[Selected extract]:
#####
When Radiohead hit Glastonbury it’s huge, summer-defining stuff. The 1997 set is engrained in Glastonbury folklore and 2003 isn’t far behind. So when people say that the best rock band in the world is playing Glastonbury this weekend, you wonder how people knew they were turning up, (well, half; the important half)because they obviously don’t mean Muse.

There are the usual whispers around all Park stage’s infamous guest spot. The most outlandish suggests none other than Paul McCartney is going to show up. That would be nice; it’s just that the memory of waiting for something big – if not necessarily good – like The Libertines or Coldplay to show up last year and just escaping a Klaxons show still haunts me. In troubled nights I can still hear the obnoxious punctuations of ‘DJ!’ (Oh! Oh! Oh!) and air-sirens as I fled past those less fortunate.

This year, spying the stage with trepidation from a casual distance, sharing Twitter intel with others, it soon becomes clear the Radiohead shout has some weight. The quiet corner the Park Stage occupies starts to get awfully crowded; a Gibson EG gets pulled out and set up, followed by a sunburst Telecaster. It’s on.
#####
[Provided data]:

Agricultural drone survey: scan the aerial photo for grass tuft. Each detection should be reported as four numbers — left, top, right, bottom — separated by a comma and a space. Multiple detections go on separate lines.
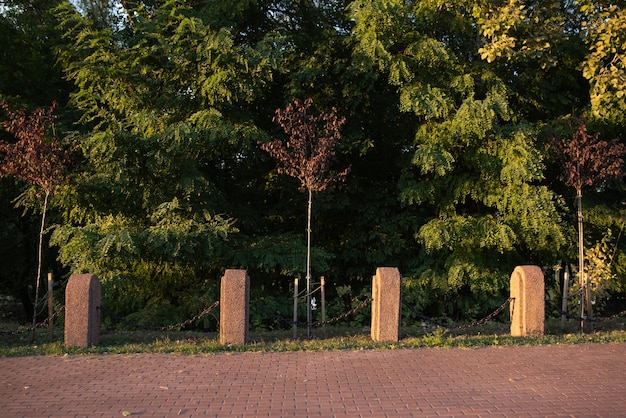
#####
[Goal of the exercise]:
Answer these questions from the Glastonbury piece:
(a) Which two years of Radiohead sets at Glastonbury does it mention?
(b) Who does the most outlandish rumor say will show up?
(c) Which two guitars are set up on the Park Stage?

[Written solution]:
(a) 1997 and 2003
(b) Paul McCartney
(c) A Gibson EG and a sunburst Telecaster